▶ [Exercise task 1] Name the major factors that the student stress text says the features were selected by.
▶ [Exercise task 2] Retype part of the student stress text, starting at the words "Trying to answer" and stopping after "print(number_of_students)".

▶ [Source]

--- --- ---

This dataset contains around 20 features that create the most impact on the Stress of a Student. The features are selected scientifically considering 5 major factors, they are Psychological, Physiological, Social, Environmental, and Academic Factors. Some of them are: Psychological Factors => ‘anxiety_level’, ‘self_esteem’, ‘mental_health_history’, ‘depression’, Physiological Factors => ‘headache’, ‘blood_pressure’, ‘sleep_quality’, ‘breathing_problem Environmental Factors => ’noise_level’, ‘living_conditions’, ‘safety’, ‘basic_needs’, Academic Factors => ‘academic_performance’, ‘study_load’, ‘teacher_student_relationship’, ‘future_career_concerns’, Social Factor => ‘social_support’, ‘peer_pressure’, ‘extracurricular_activities’, ‘bullying’

Trying to answer the following questions:

##Descriptive Statistics:

  1. How many students are in the dataset?
number_of_students <- nrow(Student_Data_2)

# Print the result
print(number_of_students)
## [1] 1100

There are total 1100 students in this dataset.

  1. What is the average anxiety level of students in the dataset?
# Replace 'anxiety_level' with the actual column name for anxiety level
average_anxiety <- mean(Student_Data_2$anxiety_level, na.rm = TRUE)

# Print the result
print(average_anxiety)
## [1] 11.06364

Average Anxiety level is 11.06

  1. How many students have reported a history of mental health issues?

--- --- ---

▶ [Listed records]

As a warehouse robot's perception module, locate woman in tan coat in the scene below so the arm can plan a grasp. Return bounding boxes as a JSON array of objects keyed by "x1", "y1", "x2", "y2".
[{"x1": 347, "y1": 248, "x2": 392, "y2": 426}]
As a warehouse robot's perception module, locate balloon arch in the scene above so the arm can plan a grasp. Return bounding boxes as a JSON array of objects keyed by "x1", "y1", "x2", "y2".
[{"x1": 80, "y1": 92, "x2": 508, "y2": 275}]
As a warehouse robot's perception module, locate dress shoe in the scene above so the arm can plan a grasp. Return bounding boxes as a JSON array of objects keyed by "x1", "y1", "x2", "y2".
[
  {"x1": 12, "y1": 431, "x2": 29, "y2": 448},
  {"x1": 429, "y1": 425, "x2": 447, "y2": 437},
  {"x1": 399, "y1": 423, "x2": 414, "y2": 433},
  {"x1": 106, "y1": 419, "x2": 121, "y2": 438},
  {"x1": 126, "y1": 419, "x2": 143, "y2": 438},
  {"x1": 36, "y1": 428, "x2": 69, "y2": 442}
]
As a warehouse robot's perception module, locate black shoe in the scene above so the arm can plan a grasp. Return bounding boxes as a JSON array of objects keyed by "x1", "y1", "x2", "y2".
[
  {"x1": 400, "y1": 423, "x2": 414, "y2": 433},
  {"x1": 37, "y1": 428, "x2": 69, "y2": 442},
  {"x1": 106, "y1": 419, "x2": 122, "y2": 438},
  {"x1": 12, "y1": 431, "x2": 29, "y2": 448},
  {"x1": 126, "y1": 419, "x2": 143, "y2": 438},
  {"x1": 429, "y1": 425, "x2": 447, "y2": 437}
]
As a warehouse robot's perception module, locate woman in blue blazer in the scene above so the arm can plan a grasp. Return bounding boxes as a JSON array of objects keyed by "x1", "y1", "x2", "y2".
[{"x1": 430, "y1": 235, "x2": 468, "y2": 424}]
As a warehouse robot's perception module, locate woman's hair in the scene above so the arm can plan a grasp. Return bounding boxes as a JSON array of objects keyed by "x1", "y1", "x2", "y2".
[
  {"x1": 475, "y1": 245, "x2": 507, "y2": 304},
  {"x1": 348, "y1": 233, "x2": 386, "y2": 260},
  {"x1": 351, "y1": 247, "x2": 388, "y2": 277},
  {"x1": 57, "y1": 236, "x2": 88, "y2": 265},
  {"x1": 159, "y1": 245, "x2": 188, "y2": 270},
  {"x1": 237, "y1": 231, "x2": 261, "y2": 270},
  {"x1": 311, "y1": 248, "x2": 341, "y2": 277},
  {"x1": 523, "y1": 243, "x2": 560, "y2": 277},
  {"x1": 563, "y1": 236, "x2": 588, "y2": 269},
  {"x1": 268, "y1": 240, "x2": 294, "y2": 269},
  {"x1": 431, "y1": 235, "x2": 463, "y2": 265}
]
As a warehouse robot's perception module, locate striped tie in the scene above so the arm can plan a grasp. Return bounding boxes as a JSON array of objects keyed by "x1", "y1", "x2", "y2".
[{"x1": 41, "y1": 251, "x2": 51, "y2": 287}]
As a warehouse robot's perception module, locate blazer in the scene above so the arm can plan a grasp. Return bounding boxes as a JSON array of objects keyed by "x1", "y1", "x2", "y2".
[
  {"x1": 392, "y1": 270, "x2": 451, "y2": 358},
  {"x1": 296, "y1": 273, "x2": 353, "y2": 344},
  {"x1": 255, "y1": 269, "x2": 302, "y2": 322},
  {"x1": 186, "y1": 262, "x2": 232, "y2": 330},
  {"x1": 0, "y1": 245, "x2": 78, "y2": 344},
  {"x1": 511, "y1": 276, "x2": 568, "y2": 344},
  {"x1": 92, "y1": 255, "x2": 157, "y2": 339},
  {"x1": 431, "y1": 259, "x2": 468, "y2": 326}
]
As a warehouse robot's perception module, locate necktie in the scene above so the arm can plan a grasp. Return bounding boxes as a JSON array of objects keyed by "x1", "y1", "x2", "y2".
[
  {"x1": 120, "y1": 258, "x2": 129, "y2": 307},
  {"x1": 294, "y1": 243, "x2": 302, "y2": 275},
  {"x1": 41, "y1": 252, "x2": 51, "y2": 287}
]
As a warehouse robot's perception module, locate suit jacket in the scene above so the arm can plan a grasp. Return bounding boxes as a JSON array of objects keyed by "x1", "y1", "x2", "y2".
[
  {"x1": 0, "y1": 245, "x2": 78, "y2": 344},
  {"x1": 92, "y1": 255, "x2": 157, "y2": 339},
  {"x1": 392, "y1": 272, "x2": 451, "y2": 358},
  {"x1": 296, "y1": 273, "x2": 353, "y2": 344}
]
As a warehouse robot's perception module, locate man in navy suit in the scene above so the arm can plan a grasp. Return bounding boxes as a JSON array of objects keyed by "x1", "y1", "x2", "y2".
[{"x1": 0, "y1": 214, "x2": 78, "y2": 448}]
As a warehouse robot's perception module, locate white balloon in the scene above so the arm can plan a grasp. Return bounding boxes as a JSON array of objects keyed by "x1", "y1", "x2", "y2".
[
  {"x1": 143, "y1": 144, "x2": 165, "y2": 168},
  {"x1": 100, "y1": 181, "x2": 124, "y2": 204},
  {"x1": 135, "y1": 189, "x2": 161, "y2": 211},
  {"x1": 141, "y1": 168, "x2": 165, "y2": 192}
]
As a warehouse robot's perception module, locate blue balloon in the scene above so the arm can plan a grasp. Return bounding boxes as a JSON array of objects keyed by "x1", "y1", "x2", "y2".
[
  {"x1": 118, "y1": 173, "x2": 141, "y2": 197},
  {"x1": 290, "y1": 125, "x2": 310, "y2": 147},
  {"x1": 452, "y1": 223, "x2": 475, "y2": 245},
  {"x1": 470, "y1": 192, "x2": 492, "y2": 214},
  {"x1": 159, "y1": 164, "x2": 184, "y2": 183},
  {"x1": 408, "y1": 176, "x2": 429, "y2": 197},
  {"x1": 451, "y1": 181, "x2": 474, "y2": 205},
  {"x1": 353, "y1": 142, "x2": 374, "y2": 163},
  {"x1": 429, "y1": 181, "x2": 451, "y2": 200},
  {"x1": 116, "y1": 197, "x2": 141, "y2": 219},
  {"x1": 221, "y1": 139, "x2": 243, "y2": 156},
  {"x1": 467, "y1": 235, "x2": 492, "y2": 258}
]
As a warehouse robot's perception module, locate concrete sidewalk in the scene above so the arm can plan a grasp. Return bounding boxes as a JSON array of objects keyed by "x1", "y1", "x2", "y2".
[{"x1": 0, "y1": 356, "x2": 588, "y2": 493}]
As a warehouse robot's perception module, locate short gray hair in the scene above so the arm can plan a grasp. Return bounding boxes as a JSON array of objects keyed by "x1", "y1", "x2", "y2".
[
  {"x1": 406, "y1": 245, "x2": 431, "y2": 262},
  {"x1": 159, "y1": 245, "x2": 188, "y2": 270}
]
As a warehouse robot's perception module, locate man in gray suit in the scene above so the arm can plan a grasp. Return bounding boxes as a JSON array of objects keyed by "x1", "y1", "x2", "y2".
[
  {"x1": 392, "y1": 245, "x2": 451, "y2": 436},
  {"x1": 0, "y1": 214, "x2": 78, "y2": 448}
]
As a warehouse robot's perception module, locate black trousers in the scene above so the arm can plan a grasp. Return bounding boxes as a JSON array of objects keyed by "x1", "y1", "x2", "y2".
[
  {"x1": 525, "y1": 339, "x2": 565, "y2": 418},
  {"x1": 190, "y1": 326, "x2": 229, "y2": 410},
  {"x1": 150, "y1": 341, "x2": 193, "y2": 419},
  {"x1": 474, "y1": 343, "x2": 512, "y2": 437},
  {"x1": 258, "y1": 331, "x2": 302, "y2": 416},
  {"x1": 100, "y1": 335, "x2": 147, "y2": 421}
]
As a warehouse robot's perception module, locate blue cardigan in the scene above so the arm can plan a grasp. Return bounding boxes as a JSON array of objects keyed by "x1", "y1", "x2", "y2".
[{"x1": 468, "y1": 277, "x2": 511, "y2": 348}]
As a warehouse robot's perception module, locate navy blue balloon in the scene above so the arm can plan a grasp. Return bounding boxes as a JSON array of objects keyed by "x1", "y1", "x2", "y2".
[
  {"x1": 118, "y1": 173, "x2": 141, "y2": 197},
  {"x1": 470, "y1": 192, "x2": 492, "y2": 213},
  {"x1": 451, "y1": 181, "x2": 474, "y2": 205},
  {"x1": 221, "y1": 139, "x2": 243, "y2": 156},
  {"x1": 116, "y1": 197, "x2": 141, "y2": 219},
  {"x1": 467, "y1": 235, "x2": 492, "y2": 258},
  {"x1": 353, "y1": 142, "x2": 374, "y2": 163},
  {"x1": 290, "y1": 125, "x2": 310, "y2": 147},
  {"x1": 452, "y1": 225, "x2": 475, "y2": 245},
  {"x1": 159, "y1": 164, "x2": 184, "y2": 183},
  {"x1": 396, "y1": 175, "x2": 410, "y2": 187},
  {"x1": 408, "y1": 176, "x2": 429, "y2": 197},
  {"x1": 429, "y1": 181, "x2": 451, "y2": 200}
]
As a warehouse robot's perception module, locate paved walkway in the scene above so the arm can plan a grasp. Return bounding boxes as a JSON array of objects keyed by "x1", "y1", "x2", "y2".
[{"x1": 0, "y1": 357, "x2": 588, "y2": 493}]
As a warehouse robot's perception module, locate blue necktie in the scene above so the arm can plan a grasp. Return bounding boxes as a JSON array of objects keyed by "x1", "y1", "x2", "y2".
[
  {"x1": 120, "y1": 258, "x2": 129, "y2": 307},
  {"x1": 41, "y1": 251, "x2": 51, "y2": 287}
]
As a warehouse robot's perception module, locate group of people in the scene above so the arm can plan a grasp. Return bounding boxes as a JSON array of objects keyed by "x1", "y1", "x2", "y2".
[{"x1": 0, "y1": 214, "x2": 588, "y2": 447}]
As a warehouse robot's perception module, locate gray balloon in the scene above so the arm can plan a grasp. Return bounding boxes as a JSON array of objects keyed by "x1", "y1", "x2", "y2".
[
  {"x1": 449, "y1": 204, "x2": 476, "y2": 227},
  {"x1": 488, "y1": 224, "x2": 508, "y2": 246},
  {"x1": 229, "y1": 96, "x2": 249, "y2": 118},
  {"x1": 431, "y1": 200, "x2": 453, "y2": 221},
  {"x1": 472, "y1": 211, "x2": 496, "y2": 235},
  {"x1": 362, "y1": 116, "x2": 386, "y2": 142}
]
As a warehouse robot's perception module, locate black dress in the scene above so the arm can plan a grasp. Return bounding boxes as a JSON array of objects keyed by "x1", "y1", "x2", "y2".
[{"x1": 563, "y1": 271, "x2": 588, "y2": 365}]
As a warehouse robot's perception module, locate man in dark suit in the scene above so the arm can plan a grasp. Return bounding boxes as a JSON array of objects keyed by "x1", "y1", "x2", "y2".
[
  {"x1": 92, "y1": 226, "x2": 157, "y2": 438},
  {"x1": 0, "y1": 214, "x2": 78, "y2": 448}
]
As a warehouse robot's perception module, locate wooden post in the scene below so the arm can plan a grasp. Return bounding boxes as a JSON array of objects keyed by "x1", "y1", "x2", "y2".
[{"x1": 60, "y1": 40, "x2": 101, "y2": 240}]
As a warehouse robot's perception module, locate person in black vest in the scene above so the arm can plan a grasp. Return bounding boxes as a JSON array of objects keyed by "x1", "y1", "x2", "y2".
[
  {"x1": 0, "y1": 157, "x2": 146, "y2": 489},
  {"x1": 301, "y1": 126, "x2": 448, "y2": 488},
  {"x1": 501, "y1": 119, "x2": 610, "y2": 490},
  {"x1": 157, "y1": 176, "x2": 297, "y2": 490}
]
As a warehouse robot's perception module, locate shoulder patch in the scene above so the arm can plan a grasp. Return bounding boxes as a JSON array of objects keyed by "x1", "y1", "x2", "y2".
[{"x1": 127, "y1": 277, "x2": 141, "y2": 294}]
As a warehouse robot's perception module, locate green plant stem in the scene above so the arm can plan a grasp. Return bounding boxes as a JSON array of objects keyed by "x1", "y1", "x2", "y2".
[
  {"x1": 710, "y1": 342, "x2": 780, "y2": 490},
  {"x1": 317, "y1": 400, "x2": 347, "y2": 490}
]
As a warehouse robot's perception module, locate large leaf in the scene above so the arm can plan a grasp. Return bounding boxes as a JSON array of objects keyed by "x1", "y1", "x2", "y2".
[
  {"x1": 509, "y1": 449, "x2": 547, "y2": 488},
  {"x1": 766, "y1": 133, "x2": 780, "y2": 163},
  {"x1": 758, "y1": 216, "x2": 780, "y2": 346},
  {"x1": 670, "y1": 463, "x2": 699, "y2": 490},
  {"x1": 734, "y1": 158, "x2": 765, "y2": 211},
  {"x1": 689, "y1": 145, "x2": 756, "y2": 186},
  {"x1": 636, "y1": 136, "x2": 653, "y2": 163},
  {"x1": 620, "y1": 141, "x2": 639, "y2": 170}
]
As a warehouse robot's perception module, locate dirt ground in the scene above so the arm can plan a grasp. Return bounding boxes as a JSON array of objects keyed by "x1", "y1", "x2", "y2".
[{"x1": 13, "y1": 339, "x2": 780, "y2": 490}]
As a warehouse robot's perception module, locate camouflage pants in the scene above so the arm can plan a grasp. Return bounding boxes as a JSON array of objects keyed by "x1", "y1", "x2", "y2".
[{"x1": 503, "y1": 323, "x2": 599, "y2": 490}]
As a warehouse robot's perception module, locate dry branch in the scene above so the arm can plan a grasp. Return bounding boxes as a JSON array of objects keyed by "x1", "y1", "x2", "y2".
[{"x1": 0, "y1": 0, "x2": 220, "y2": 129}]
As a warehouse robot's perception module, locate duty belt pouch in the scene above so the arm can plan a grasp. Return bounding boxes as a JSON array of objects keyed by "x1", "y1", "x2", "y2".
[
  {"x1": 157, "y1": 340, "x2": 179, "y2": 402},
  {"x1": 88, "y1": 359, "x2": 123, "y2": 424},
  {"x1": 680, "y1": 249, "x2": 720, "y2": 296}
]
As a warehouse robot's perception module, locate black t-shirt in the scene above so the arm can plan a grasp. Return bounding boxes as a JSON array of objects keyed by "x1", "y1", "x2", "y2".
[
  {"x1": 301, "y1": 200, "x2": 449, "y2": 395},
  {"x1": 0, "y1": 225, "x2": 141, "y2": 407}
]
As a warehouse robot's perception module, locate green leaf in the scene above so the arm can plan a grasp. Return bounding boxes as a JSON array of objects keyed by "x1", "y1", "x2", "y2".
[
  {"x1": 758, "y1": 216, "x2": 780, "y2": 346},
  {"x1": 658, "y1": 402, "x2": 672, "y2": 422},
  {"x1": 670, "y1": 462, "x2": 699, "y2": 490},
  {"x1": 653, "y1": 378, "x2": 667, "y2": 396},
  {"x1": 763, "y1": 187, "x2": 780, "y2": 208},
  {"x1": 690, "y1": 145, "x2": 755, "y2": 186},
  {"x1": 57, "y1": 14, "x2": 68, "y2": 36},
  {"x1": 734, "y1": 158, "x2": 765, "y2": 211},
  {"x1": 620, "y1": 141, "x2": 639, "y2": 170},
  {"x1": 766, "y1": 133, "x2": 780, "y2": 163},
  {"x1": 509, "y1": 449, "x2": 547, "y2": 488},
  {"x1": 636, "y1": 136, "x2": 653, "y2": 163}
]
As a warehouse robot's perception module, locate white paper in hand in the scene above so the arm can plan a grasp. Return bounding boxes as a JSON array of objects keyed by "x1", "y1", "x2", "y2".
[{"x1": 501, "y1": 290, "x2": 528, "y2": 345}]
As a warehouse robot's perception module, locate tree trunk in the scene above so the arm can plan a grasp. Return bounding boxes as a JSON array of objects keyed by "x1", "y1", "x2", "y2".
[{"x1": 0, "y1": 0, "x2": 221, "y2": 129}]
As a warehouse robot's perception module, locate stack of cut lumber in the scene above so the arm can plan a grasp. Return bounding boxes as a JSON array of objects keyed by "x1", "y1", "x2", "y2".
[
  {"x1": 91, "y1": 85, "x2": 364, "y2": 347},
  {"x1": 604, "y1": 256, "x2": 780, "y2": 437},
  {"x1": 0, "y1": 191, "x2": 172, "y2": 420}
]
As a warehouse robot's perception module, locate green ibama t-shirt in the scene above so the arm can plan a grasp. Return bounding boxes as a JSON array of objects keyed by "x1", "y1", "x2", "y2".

--- --- ---

▶ [Correct result 1] Psychological, Physiological, Social, Environmental, and Academic

▶ [Correct result 2]
Trying to answer the following questions:

##Descriptive Statistics:

  1. How many students are in the dataset?
number_of_students <- nrow(Student_Data_2)

# Print the result
print(number_of_students)